Your goal: Turn the lines of the entries below into a numbered list, running from the line containing "the form [992,48]." through the final line of the entries, both included. Leave out any blank lines.

Supplied material:
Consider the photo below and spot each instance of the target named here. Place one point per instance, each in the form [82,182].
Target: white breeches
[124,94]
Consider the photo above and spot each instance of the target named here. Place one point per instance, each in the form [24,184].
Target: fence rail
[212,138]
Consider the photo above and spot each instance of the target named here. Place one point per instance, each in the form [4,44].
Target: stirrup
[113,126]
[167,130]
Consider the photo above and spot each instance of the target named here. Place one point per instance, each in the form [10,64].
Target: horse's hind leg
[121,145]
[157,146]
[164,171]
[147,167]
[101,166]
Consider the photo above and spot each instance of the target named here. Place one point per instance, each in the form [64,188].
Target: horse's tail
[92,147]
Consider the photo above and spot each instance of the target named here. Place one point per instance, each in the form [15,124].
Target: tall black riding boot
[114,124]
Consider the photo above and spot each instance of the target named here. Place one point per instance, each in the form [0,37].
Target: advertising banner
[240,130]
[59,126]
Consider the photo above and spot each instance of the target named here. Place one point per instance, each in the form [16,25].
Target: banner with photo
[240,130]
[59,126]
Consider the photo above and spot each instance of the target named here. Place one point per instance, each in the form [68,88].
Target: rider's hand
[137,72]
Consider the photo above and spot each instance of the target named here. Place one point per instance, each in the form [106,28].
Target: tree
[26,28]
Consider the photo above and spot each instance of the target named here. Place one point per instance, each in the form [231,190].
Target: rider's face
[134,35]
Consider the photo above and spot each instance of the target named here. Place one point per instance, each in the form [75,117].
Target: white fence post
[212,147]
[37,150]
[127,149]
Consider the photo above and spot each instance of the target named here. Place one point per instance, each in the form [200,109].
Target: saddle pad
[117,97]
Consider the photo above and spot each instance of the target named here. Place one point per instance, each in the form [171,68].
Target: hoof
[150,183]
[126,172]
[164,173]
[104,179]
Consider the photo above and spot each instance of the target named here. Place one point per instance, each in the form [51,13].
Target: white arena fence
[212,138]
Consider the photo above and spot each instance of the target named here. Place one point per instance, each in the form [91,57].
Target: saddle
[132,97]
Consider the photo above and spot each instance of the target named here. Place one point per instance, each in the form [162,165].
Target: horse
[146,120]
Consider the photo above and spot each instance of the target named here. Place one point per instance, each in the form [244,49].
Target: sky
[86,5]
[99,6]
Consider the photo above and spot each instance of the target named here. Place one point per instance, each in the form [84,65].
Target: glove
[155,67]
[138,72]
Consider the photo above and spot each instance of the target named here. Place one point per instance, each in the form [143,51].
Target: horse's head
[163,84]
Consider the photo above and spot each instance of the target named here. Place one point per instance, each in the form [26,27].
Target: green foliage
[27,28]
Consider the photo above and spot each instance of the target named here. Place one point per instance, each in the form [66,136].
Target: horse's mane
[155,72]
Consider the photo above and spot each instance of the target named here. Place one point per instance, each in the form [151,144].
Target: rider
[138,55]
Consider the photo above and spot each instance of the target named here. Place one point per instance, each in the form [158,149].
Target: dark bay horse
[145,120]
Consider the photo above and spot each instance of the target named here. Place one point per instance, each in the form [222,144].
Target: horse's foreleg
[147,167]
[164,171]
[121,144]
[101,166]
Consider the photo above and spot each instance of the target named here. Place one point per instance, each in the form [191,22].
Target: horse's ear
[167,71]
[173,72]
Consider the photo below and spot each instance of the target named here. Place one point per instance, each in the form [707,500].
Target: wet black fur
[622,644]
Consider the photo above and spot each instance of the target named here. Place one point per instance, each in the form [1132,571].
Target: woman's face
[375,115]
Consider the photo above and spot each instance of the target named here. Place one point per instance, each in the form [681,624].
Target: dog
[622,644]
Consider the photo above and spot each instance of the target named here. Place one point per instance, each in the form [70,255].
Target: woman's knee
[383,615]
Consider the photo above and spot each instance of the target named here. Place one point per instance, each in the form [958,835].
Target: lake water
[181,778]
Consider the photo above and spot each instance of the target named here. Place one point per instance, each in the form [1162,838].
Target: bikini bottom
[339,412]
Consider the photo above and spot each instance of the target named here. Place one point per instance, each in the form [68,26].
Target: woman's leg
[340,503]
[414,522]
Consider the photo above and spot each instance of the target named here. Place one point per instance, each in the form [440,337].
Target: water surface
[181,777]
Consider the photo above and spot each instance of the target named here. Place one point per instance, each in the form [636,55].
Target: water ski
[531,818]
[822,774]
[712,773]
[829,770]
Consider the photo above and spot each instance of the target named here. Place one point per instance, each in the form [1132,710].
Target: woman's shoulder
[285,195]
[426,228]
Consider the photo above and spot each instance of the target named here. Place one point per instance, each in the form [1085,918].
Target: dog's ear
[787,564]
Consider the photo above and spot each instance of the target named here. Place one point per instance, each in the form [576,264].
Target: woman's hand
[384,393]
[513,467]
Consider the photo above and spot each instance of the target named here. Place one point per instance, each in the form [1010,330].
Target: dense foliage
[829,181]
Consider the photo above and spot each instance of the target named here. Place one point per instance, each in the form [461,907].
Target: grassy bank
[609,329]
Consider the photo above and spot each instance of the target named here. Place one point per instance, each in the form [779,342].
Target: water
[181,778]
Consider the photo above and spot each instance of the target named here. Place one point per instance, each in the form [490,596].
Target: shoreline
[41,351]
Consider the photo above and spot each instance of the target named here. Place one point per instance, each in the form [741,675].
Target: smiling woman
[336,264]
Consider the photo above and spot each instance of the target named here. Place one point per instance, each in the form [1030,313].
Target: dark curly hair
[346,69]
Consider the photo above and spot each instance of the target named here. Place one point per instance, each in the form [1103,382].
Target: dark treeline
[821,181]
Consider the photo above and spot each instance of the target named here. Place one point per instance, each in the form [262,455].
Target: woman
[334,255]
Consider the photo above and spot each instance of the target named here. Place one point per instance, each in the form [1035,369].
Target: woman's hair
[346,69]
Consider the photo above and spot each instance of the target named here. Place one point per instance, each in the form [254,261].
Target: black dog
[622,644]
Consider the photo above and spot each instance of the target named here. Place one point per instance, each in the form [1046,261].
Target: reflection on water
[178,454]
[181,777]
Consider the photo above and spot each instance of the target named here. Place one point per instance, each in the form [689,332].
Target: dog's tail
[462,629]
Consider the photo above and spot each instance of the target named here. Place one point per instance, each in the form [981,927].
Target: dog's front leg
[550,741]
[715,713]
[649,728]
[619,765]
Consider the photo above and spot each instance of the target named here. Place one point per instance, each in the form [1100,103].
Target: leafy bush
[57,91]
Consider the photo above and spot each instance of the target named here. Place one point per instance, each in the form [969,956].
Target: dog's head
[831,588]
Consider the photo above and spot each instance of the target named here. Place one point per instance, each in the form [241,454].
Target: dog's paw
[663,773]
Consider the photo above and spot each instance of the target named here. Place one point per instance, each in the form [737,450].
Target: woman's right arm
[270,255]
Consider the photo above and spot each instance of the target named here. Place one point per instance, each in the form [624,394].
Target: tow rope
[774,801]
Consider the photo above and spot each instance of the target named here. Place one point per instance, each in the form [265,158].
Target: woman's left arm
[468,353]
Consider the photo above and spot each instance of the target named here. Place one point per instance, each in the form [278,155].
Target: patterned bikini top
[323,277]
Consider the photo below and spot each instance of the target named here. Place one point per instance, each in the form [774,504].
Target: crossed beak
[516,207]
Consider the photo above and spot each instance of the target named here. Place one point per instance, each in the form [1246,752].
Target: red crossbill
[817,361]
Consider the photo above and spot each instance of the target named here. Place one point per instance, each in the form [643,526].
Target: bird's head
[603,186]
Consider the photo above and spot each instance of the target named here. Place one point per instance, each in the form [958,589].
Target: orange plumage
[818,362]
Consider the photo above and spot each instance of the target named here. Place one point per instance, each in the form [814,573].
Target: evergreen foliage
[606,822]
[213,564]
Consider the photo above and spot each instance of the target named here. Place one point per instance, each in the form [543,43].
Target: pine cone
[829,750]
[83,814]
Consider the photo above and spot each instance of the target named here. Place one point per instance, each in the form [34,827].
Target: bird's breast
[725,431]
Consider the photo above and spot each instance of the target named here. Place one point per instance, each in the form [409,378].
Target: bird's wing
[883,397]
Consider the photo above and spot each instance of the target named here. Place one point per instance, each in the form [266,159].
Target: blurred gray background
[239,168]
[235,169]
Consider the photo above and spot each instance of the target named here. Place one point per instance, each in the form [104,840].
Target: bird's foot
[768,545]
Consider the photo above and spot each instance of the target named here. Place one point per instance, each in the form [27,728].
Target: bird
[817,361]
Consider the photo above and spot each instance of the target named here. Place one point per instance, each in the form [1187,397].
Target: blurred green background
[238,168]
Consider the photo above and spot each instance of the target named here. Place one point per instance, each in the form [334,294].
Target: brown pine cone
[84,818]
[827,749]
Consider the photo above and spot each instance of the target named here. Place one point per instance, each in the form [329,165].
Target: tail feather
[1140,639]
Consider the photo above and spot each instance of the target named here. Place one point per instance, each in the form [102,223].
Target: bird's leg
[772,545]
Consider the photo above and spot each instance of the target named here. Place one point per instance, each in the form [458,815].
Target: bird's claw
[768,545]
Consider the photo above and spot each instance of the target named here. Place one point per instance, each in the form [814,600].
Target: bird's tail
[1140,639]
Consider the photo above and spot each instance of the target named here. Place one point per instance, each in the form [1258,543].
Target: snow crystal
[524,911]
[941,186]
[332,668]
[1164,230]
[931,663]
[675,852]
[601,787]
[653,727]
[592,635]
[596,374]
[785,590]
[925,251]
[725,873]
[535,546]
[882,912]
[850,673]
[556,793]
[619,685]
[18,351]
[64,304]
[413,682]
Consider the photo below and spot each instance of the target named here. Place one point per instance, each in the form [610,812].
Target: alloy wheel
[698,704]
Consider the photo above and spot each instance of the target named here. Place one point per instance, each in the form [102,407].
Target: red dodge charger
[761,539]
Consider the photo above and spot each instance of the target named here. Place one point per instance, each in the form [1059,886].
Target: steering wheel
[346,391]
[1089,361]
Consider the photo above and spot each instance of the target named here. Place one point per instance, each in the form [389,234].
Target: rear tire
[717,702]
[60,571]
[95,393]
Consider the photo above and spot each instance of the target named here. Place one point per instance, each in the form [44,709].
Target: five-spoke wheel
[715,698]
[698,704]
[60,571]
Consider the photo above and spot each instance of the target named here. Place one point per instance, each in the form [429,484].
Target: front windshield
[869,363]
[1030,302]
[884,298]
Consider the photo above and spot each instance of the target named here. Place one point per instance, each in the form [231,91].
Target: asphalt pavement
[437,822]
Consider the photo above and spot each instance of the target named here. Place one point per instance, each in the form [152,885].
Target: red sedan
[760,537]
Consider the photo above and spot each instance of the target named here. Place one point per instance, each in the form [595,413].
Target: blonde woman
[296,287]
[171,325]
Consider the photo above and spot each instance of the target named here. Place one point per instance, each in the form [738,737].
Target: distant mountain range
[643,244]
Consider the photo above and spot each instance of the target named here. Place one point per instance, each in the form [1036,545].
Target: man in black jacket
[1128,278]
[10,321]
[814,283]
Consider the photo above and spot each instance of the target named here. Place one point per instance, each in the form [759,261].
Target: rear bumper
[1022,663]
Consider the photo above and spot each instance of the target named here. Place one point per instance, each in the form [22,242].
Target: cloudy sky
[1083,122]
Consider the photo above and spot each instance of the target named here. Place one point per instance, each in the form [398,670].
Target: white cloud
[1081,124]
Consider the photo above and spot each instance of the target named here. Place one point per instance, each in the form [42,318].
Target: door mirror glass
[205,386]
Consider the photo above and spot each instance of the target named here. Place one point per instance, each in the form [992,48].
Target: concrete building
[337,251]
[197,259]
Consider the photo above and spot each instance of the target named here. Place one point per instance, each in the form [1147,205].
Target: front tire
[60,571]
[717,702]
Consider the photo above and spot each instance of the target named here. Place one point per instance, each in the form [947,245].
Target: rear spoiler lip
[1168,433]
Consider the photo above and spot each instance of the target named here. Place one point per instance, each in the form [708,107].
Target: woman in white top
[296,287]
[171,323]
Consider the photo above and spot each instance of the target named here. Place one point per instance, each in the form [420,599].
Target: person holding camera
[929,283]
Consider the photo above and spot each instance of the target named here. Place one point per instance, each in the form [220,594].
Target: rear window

Full output:
1. Consider the photo above and spot each instance of the target named here. Place one point per instance, each in the form [992,48].
2. Target: concrete building
3. [337,251]
4. [197,259]
5. Consider the photo above and spot each instance of the target named here. Place one point per instance, each in the form [1147,205].
6. Target: front tire
7. [60,571]
8. [717,702]
9. Consider the photo above and spot each instance of the target named here. Place one point per instance, each in the form [947,245].
10. Target: rear spoiler lip
11. [1168,433]
12. Consider the photo above and spot each instance of the target named here. Place one point per instance, each in the form [708,107].
13. Target: woman in white top
14. [296,287]
15. [171,323]
16. Consider the photo above and spot each instance of the target named here. Place one point per instance, each in the form [420,599].
17. Target: person holding camera
18. [929,283]
19. Consider the photo above and spot each instance of the target named here. Place one point per instance, each in the form [220,594].
20. Target: rear window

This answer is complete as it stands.